*** Opening of SOURCE INFORMATION ***

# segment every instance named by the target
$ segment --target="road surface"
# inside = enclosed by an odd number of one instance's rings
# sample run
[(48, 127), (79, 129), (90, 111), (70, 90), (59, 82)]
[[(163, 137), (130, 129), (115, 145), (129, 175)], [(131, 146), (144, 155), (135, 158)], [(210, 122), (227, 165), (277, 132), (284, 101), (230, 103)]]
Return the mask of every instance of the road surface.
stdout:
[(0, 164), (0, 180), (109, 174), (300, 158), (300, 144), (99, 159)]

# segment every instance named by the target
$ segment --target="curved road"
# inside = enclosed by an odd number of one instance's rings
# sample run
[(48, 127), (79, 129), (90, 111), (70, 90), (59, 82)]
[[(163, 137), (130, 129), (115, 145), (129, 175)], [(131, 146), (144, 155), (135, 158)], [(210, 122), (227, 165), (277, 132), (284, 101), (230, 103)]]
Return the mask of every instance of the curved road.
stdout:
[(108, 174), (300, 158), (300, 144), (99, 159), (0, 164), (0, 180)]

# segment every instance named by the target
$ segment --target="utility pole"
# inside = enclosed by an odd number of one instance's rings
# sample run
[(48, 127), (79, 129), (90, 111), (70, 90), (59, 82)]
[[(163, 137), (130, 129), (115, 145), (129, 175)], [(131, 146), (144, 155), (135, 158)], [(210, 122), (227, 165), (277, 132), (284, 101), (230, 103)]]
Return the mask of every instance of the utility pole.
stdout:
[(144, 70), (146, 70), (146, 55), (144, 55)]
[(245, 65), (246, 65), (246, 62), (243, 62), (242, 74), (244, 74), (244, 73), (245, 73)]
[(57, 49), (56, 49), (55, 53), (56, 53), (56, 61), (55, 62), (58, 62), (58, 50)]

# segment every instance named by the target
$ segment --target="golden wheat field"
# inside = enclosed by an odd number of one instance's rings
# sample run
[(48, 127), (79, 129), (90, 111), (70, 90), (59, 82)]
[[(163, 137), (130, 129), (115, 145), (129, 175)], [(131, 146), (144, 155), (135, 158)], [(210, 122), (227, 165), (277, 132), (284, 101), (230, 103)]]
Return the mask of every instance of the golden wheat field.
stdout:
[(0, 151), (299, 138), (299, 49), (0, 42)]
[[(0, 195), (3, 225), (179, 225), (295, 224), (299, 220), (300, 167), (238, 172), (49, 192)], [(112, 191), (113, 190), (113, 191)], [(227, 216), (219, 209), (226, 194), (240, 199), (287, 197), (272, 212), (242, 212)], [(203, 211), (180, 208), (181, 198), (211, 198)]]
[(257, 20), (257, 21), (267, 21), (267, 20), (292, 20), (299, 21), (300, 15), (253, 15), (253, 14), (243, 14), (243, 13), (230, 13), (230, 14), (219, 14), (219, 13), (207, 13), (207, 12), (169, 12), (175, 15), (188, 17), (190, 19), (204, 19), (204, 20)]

*** Close of SOURCE INFORMATION ***

:: GOAL OF THE EXERCISE ::
Going through the entries above line by line, work out how many lines include the word "pole". Only the number is required.

:: RESPONSE BELOW ::
2